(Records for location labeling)
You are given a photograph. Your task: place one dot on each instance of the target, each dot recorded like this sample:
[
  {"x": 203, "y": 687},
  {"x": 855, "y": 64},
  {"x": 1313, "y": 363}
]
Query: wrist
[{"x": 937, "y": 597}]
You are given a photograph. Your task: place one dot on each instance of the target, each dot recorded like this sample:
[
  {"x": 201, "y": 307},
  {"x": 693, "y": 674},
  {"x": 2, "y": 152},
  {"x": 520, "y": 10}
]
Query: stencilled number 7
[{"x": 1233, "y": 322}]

==

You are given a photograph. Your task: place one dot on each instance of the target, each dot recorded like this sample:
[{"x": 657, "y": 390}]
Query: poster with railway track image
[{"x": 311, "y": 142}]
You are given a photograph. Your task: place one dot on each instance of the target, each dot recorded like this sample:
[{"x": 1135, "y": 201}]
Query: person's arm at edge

* * *

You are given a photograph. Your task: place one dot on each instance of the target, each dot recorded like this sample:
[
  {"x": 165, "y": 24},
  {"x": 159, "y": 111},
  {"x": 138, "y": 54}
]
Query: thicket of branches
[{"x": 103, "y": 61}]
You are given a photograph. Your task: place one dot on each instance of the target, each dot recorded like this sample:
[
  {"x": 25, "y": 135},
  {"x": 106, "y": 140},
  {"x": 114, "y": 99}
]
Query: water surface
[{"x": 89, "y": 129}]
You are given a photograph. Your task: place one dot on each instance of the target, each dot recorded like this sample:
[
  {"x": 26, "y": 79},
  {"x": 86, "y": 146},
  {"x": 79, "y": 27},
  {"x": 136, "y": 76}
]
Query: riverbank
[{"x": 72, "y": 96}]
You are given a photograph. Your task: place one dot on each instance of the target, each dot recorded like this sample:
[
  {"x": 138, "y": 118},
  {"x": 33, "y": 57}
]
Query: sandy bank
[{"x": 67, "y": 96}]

• _AIM_: Which lines in the records above contain the string "Query", matching case? List each of those lines in full.

• _FULL SOLUTION_:
Query: wrist
Query: stencilled number 7
Query: poster with railway track image
Query: person's arm at edge
Query: thicket of branches
Query: water surface
Query: riverbank
Query: sandy bank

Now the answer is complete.